• Source extract
##############################

NONPHARMACOLOGIC THERAPY AND SUPPORTIVE CARE

Nutrition — Weight changes in either direction can occur in patients with dementia, particularly in more advanced stages.

Inadequate nutrition is associated with increased morbidity and mortality [9]; interventions such as assisted feeding and oral nutritional supplements may improve weight and fat-free mass [10]. A systematic review found that provision of high-calorie supplements improved weight gain in patients with dementia; however, the limited available data did not support a benefit in regard to functional and survival outcomes [11]. Other interventions (appetite stimulants, assisted feeding) were less clearly associated with weight gain. We have noted that some patients can gain weight, perhaps from overuse of supplements; in such patients monitoring and restricting high caloric intake may be needed to maintain a healthy body weight.

Decreased sense of smell is also common in patients with dementia and can manifest itself as poor appetite and weight loss. This can sometimes be overcome by increasing other types of sensory stimulation. As an example, caregivers can try adding low-sodium soy sauce or salsa to foods, or using recipes aimed at increasing the flavor content of meals. Another strategy is to increase foods and spices that alter the texture and feel of food in the mouth, such as black pepper, paprika, hot peppers, ginger, mustards, radishes, or horseradish.

##############################

From the passage on nutrition in dementia, list every food or spice it names as altering the texture and feel of food in the mouth.

##############################

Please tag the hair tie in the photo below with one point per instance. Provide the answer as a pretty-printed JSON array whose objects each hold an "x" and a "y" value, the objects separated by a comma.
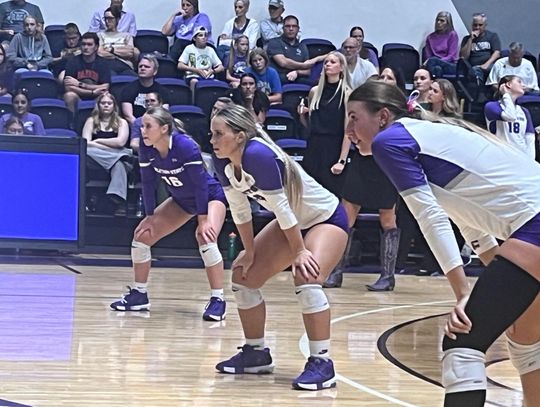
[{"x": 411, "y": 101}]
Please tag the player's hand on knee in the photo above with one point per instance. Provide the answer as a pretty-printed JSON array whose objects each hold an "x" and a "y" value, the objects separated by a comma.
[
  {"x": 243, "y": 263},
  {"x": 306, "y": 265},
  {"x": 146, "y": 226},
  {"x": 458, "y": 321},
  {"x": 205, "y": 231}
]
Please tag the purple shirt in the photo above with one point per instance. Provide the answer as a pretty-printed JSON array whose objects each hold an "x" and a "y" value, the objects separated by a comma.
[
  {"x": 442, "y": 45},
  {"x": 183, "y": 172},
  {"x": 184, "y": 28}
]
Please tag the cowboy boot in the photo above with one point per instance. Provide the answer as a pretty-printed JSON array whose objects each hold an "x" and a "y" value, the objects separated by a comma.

##############################

• Solved problem
black pepper, paprika, hot peppers, ginger, mustards, radishes, horseradish